- **TASK OBJECTIVE**: Substitute "hill" for every "mountain" in the entries below, and reproduce them with nothing else changed.

- **DATA SHOWN**:
★ ★ ★ ★

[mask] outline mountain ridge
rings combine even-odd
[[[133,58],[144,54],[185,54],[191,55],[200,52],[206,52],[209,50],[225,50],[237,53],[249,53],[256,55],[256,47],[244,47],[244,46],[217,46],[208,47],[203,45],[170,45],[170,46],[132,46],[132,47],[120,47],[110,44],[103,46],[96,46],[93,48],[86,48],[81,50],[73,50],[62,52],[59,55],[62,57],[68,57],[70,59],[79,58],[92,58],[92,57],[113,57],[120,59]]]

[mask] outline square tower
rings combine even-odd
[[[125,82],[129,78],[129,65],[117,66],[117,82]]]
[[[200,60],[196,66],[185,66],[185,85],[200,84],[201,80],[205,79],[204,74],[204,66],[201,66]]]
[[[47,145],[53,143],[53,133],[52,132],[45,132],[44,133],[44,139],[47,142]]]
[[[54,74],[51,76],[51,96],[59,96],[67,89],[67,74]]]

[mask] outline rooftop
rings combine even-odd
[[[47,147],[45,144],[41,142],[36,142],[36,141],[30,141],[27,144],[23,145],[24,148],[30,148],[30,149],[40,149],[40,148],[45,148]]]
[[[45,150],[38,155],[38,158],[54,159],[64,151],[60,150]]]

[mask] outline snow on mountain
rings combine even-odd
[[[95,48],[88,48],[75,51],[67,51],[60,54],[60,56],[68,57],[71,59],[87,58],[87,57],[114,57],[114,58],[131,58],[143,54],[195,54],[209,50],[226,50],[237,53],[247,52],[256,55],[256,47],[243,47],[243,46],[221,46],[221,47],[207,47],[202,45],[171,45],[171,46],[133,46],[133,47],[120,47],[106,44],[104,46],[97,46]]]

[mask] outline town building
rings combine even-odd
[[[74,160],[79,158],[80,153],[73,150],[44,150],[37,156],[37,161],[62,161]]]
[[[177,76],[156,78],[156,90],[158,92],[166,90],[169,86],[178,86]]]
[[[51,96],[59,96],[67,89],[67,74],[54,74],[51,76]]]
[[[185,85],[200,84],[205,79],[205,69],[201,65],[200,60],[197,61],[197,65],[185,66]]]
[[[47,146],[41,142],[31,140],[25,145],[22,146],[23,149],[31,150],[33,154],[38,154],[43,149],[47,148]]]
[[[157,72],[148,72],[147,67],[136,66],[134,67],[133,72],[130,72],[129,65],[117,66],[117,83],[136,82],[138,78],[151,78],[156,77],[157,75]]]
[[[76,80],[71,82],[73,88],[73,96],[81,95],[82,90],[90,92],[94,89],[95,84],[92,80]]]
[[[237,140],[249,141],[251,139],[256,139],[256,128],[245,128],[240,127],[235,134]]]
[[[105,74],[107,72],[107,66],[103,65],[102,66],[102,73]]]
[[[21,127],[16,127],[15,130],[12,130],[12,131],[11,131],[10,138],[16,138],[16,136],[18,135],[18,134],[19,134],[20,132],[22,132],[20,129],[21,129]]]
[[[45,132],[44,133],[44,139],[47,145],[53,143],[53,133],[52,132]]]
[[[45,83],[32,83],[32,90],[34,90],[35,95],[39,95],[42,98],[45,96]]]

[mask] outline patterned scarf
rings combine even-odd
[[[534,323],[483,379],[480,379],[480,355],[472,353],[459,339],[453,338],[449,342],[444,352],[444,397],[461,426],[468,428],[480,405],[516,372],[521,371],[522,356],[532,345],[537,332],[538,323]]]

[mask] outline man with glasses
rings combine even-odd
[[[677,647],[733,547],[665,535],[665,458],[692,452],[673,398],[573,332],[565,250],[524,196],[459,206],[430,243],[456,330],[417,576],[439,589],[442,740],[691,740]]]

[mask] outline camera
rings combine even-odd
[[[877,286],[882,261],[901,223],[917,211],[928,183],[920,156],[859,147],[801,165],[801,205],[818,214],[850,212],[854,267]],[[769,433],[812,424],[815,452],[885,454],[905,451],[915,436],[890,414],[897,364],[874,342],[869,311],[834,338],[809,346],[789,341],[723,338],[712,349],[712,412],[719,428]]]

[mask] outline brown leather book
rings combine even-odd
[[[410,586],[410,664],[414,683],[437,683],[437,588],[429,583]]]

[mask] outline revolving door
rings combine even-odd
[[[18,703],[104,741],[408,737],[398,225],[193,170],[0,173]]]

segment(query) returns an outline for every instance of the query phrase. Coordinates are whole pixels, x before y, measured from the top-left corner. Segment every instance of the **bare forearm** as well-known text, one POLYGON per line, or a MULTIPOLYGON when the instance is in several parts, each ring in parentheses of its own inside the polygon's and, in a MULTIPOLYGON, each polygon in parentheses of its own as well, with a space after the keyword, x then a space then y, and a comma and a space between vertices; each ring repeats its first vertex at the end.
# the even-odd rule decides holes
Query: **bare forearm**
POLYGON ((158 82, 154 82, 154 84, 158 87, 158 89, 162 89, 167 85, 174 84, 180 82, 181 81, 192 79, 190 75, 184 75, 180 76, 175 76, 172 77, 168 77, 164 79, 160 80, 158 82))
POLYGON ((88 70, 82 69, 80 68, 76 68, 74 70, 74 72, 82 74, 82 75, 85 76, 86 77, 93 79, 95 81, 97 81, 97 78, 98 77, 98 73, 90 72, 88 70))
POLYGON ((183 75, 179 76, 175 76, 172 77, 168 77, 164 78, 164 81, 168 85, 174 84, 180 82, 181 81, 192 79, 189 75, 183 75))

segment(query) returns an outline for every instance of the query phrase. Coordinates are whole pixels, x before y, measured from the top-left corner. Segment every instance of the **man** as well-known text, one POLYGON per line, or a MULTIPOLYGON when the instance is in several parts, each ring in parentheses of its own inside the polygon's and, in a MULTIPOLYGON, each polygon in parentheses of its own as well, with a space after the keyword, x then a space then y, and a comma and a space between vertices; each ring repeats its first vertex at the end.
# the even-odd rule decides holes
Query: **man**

★ ★ ★ ★

- **EXERCISE RESPONSE**:
[mask] outline hill ridge
rings combine even-odd
[[[133,58],[144,54],[185,54],[191,55],[200,52],[206,52],[209,50],[225,50],[237,53],[249,53],[256,55],[256,47],[244,47],[244,46],[217,46],[208,47],[203,45],[170,45],[170,46],[132,46],[132,47],[120,47],[110,44],[103,46],[96,46],[93,48],[86,48],[81,50],[73,50],[62,52],[59,55],[62,57],[68,57],[70,59],[79,58],[92,58],[92,57],[113,57],[120,59]]]

[mask] outline square tower
rings combine even-odd
[[[125,82],[129,78],[129,65],[117,66],[117,82]]]
[[[200,60],[196,66],[185,66],[185,85],[200,84],[201,80],[205,79],[204,74],[204,66],[201,66]]]
[[[47,145],[53,143],[53,133],[52,132],[45,132],[44,133],[44,139],[47,142]]]
[[[54,74],[51,76],[51,96],[59,96],[67,89],[67,74]]]

[mask] outline rooftop
rings combine even-odd
[[[47,147],[45,144],[41,142],[36,142],[36,141],[30,141],[27,144],[23,145],[24,148],[30,148],[30,149],[40,149],[40,148],[45,148]]]
[[[45,150],[38,155],[38,158],[54,159],[64,151],[60,150]]]

[mask] outline snow on hill
rings combine even-odd
[[[95,48],[88,48],[75,51],[67,51],[60,54],[60,56],[68,57],[71,59],[87,58],[87,57],[114,57],[114,58],[131,58],[143,54],[195,54],[209,50],[226,50],[237,53],[247,52],[256,55],[256,47],[243,47],[243,46],[221,46],[221,47],[207,47],[202,45],[171,45],[171,46],[133,46],[133,47],[120,47],[106,44],[104,46],[97,46]]]

[mask] outline town building
rings combine even-odd
[[[74,160],[79,158],[80,153],[73,150],[44,150],[37,156],[37,161],[62,161]]]
[[[177,76],[156,78],[156,90],[158,92],[166,90],[169,86],[178,86]]]
[[[51,96],[59,96],[67,89],[67,74],[54,74],[51,76]]]
[[[185,85],[200,84],[205,79],[205,69],[201,65],[200,60],[197,61],[197,65],[185,66]]]
[[[47,146],[41,142],[31,140],[25,145],[22,146],[23,149],[31,150],[33,154],[38,154],[43,149],[47,148]]]
[[[157,72],[148,72],[147,67],[136,66],[134,67],[133,72],[130,72],[129,65],[117,66],[117,83],[136,82],[138,78],[151,78],[156,77],[157,75]]]
[[[76,80],[71,82],[73,88],[73,96],[81,95],[82,90],[90,92],[94,89],[95,84],[92,80]]]
[[[237,140],[249,141],[251,139],[256,139],[256,128],[245,128],[240,127],[235,134]]]
[[[105,74],[107,72],[107,66],[103,65],[102,66],[102,73]]]
[[[21,127],[16,127],[15,130],[12,130],[12,131],[11,131],[10,138],[16,138],[16,136],[18,135],[18,134],[19,134],[20,132],[22,132],[20,129],[21,129]]]
[[[45,132],[44,133],[44,139],[47,145],[53,143],[53,133],[52,132]]]
[[[45,83],[32,83],[32,90],[34,90],[35,95],[39,95],[42,98],[45,96]]]

[mask] outline patterned scarf
rings combine even-odd
[[[534,323],[483,379],[480,379],[480,355],[472,353],[459,339],[453,338],[449,342],[444,352],[444,397],[461,426],[468,428],[480,405],[516,372],[521,371],[522,356],[532,345],[537,332],[538,323]]]

[mask] outline man with glasses
rings combine even-odd
[[[677,647],[733,547],[665,535],[665,458],[692,452],[673,398],[573,332],[565,250],[524,196],[459,206],[430,243],[456,330],[417,576],[439,589],[442,740],[691,740]]]

[mask] outline camera
rings combine even-odd
[[[877,286],[882,261],[901,223],[917,211],[928,183],[920,156],[859,147],[801,165],[801,205],[818,214],[850,212],[854,267]],[[769,433],[812,424],[815,452],[885,454],[905,451],[915,436],[890,414],[897,364],[874,342],[869,311],[834,338],[809,346],[789,341],[723,338],[712,349],[712,412],[719,428]]]

[mask] outline brown leather book
rings combine even-odd
[[[410,586],[410,664],[414,683],[437,683],[437,588],[429,583]]]

[mask] outline revolving door
rings combine even-odd
[[[18,703],[104,741],[408,737],[398,225],[193,170],[0,173]]]

segment(query) returns an outline for every instance of the query phrase. Coordinates are whole pixels, x before y, measured from the top-left corner. Segment every instance of the **bare forearm** as well-known text, one POLYGON per line, or a MULTIPOLYGON when the instance is in several parts, each ring in parentheses of its own inside the polygon's and, in a MULTIPOLYGON, each polygon in parentheses of its own as well, with a space after the keyword, x then a space then y, and a comma and a space between vertices; each ring repeats its first vertex at the end.
# the even-odd rule decides holes
Query: **bare forearm**
POLYGON ((158 82, 154 82, 154 84, 158 87, 158 89, 162 89, 167 85, 174 84, 180 82, 181 81, 192 79, 190 75, 184 75, 180 76, 175 76, 172 77, 168 77, 164 79, 160 80, 158 82))
POLYGON ((88 70, 82 69, 80 68, 76 68, 74 70, 74 72, 82 74, 82 75, 85 76, 86 77, 93 79, 95 81, 97 81, 97 78, 98 77, 98 73, 90 72, 88 70))
POLYGON ((183 75, 179 76, 175 76, 172 77, 168 77, 164 78, 164 81, 168 85, 174 84, 180 82, 181 81, 192 79, 189 75, 183 75))

segment(query) returns an outline for every instance of the query phrase. Coordinates are whole pixels, x before y, measured from the top-left corner. Segment every instance of the **man** as well-known text, one POLYGON per line, or a MULTIPOLYGON when the instance is in several parts, each ring in parentheses of its own inside the polygon's and, in a MULTIPOLYGON, each polygon in parentheses of its own as well, with a space after the keyword, x then a space then y, and a comma and a space between vertices; each ring repeats its first vertex at the end.
# the even-odd rule decides holes
Query: **man**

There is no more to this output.